El bozo del membrillo

Las cosas más difíciles sobre las cuales escribir, dejando aparte a Dios, son la comida y el sexo. De Dios ya tenemos asimilado que sólo se pueden decir metáforas enloquecidas o tonterías sin fundamento pero sobre lo otro, sobre lo de comer y follar, la idea de callar no termina de calar. Así en las bibliotecas viejas los más de los metros los ocupaba la teología, y con el tiempo llegó el momento en el que los libros eran sólo vehículo de tórridas escenas de erotismo o directamente sexo. Luego el vídeo, que sabemos que mató también a la estrella de la radio, mató completa y definitivamente a la literatura erótica. De ella quedan una docena de clásicos para nostálgicos y un par de epígonos despistados como el ex ministro González-Pons; gente que sigue mentalmente en el XIX e insiste en escribir turgente, violáceo, bálano y ebúrneo. Es por ello que los inasequibles, los que insistimos en hablar de los temas inefables, aquellos de los que mejor callar, nos vemos reducidos a la comida o, los más osados y que más han vivido, a las experiencias con las drogas.

CONSIGNA:
Responde estas preguntas con lo que dice el texto de lectura:
(a) Dejando aparte a Dios, ¿cuáles son las cosas más difíciles sobre las cuales escribir?
(b) ¿Qué ocupaba la mayor parte de los metros en las bibliotecas viejas?
(c) ¿Qué mató completa y definitivamente a la literatura erótica?

DATOS PROPORCIONADOS:
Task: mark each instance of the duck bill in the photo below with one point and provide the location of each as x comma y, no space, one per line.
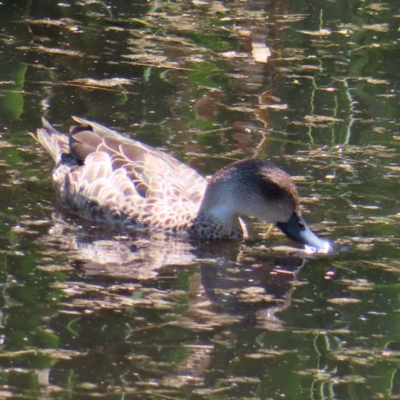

RESPUESTA:
(a) La comida y el sexo.
(b) La teología.
(c) El vídeo.